**Document extract**
How DoorDash Manages Mobile Releases

November 28, 2023 8 Minute Read Mobile 0

Manolo Sañudo

Manolo is a software engineer on the New User Experience team at DoorDash. His focus is on the consumer iOS apps for Caviar and DoorDash.

A general overview of the release cycle

At a high level, our release cycles are similar to those found at many other companies. Here’s a quick look at how we manage things:

We ship a new app version every week, which means we have a release cut weekly.
Testing begins when a release is cut. At that point, we have up to a week to fix any critical regressions, which we do by cherry-picking fixes into the release branch.
We submit for App Store review after testing and any fixes are complete, ideally mid-week to create a buffer for any potential rejections or unexpectedly long review times.
Once approved, the build waits for release until the end of the week.
On release day, we begin a phased rollout to 1% of users to ensure no other major issues surface that might have been missed during testing.
After closely monitoring release health, we accelerate the rollout to all users on Day 3.
At this point, the subsequent release is already in the works, so it’s a matter of rinse and repeat.

The following sections drill down a bit deeper into our processes, particularly in regards to collaboration and the human aspects of our processes.

Release management responsibilities

A small team of volunteers rotates responsibilities for managing releases and taking on release manager responsibilities. Each on-duty release manager is in charge of making sure that the current release rolls out smoothly and that the subsequent release makes it through App Store approval before its scheduled release date.

We deliberately keep the number of release managers relatively low. We have enough managers to spread the load, but not so many that anyone gets out of practice. Keeping the numbers in check helps to keep decisions consistent, especially with inevitable judgment calls that may occur. Managers not only are kept up-to-date on recent process changes and improvements; they’re part of deciding how those processes should change in the first place.

**Raw data**
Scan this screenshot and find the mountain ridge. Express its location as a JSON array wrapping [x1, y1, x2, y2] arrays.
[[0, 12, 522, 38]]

**Challenge**
Carry on the article about DoorDash mobile releases from its final sentence. The lines are not required for this exercise.

**Reply to the task**
Managing communication

To maintain clear communication and keep organized throughout releases and rollouts, we create a Slack channel specific to each release — for instance #ios-release-5-0-0. This centralizes release-specific status updates and conversations in one place, reducing noise in other shared channels and making it easy to look up details from a past release if needed.

The dedicated Slack channel is especially helpful when hotfixes enter the mix. Because we have a weekly release schedule, shipping a hotfix for an issue in production means that there are two separate releases in progress simultaneously. Isolating each release’s communication in its own channel prevents confusion. For instance, in the 5.0.0 example, anything related to the 5.0.1 hotfix would be discussed in #ios-release-5-0-0 while matters related to the upcoming 5.1.0 release would be addressed in #ios-release-5-1-0.

Testing release candidates

Our apps have grown so large that it’s impossible for any one person or even a few people to fully own release candidate testing. The team dedicated exclusively to higher-level QA can’t easily manage intensive weekly regression testing, too. Considering the volume and pace of continuous changes and new feature development throughout the app, it’s difficult to ensure that the right things are being tested — and tested correctly. The people actually building features and making changes are in the best position to know what’s new, what’s different, and how to test it all properly.

That’s why our release candidate testing relies on a group of engineers we call “component owners.” Each of them is responsible for testing their own component — a feature or area of the product — in the release candidate and fixing or delegating fixes for any regressions detected during testing. Components usually map one-to-one with our product teams — for example, the login team is responsible for running testing related to the app’s login component. Each component owner has specific tests that they must run before approving the component. And every single component must be approved before the release can be submitted for review.

Of course, making sure all component owners have signed off before submission and figuring out who is still testing can get complicated. We use a mobile release management platform called Runway to make collaboration easier throughout the week. It captures the current status of component testing and can also automatically remind component owners through Slack to complete their tests.

Subscribe for weekly updates

Handling regressions and hotfixes

Although we strive for seamless releases — test, approve, and release — that’s obviously not possible 100% of the time. Sometimes we catch regressions during testing that need to be fixed before we can release the app. Because it takes time to figure out what’s causing a bug and then fixing it requires modifying code — which introduces risk late in the cycle — it’s important to carry out release candidate testing as early in the week as possible. That way we have enough time to find the correct solution to the regression and thoroughly test the fix to make sure our changes don’t break something else. Given the scale and nature of what we build at DoorDash, even small issues can have a big impact, so we approach regressions and hotfixes with rigor and care.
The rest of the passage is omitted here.